** BEGIN Text excerpt **

Lewis v. Nichols

Walker, J.

These three cases are submitted together, and will be so considered by the court.

Gen. John M. Lewis died in the month of April, 1862, testate, leaving Susan M. Lewis his widow. It is claimed his will is what is termed an “independent will,” requiring only to be probated, but not otherwise bringing his estate within the jurisdiction of the probate court. Mrs. Lewis was the executrix of the will, and qualified under it. The estate of Gen. Lewis was doubtless solvent at the time of his death, but consisting in part of slaves. Emancipation reduced the estate to insolvency. Besides an independent estate Gen. Lewis and his wife were the common owners of a considerable amount of property. Mrs. Lewis also owned a large amount of property in her own right.

E. B. Nichols & Co. and P. J. Willis & Bro. appear to have been the principal creditors. After the death of her husband Mrs. Lewis made payments (mostly in cotton) to Nichols & Co. amounting to about forty-six per cent, of their debt, principal and interest.

** END Text excerpt **
** BEGIN Data shown **

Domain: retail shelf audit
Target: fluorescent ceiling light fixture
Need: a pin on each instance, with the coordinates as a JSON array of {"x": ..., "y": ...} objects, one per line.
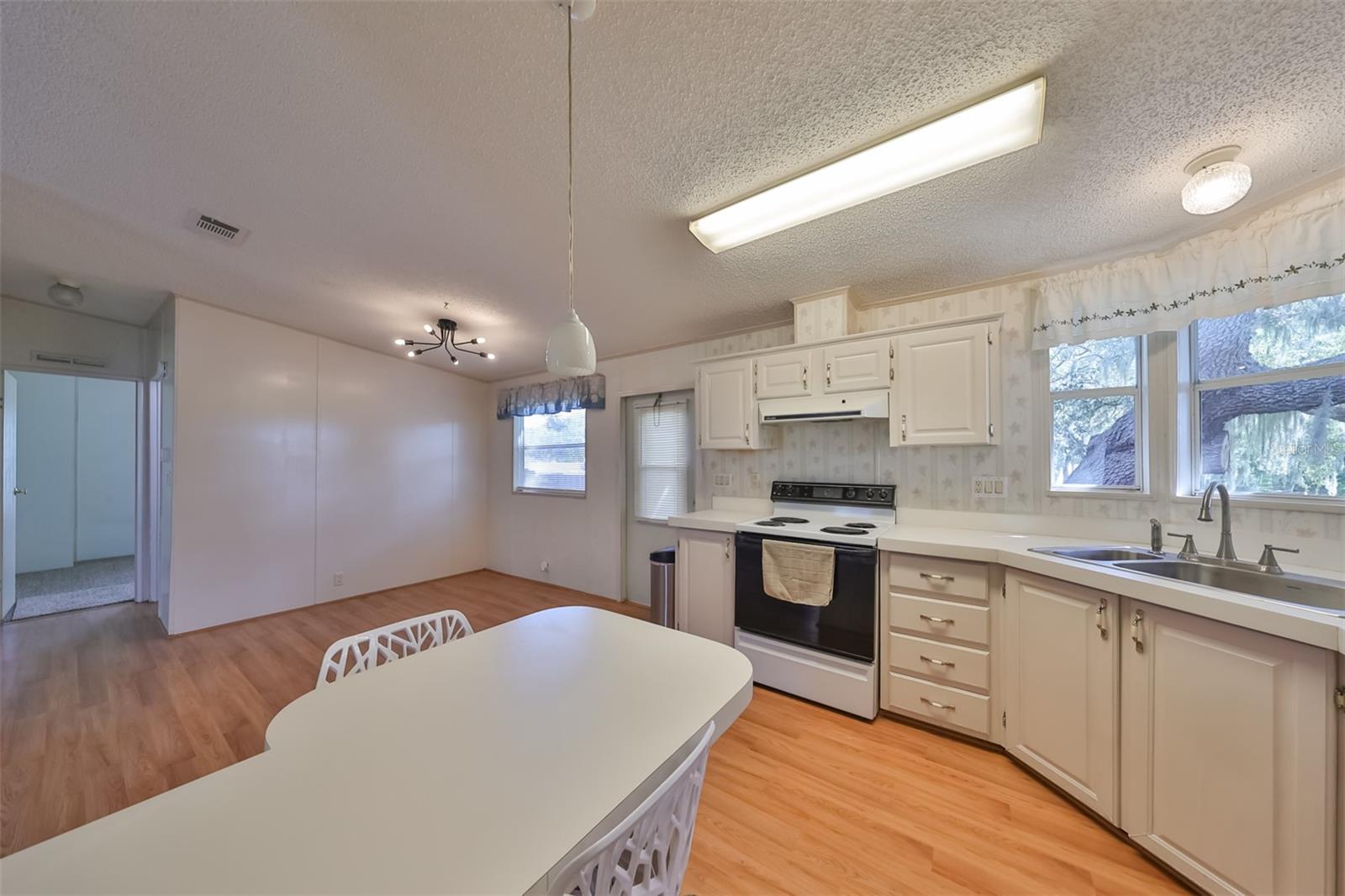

** END Data shown **

- _Given request 1_
According to the Lewis v. Nichols opinion, what reduced the estate of Gen. John M. Lewis to insolvency?
- _Given request 2_
Carry on the Lewis v. Nichols opinion, picking up right after its final sentence.
The listing comes from a different source than the Lewis v. Nichols opinion.

- _Exercise response 1_
Emancipation reduced the estate to insolvency.

- _Exercise response 2_
In July, 1862, at a time when she probably had a right to consider the estate of her husband as solvent. Mrs. Lewis executed her individual note to Willis & Bro. for nearly $13,000. In November, 1869 this debt to Willis & Bro. amounted to $23,039.79. This we gather from statements of counsel. Mrs. Lewis compromised, and paid it by a conveyance of lands belonging to her in her own right. The lands are known as the Martin league and the *56Ware quarter of the Collard league. In this compromise six hundred acres were set apart to Mrs. Iantha A. W oodson, now the wife of Miller A. Woodson. Willis & Bro. had attached the lands.

Suit was brought by Nichols & Co., in February, 1868, against John M. Lewis as the administrator de bonis non of his father’s estate, claiming a balance of near $11,000 on a due bill, dated July, 1861. This claim was presented and rejected by John M. Lewis as administrator. Subsequently the plaintiffs made Willis & Bro. and Susan M.

Lewis defendants by a supplemental petition, averring that the Martin league, the Ware quarter and some other tracts of land, never were the property of Mrs. Lewis, but belonged to the community estate or to the individual estate of Gen. John M. Lewis, and that the same was subject to administration.

In a second supplemental petition, filed in August, 1870, the plaintiffs charged Mrs. Lewis and Willis & Bro. with fraud on their rights and those of other creditors, and sought to set aside the sale of the Martin league and the Ware quarter of the Collard league, on the ground that the land was not the separate property of Mrs. Lewis.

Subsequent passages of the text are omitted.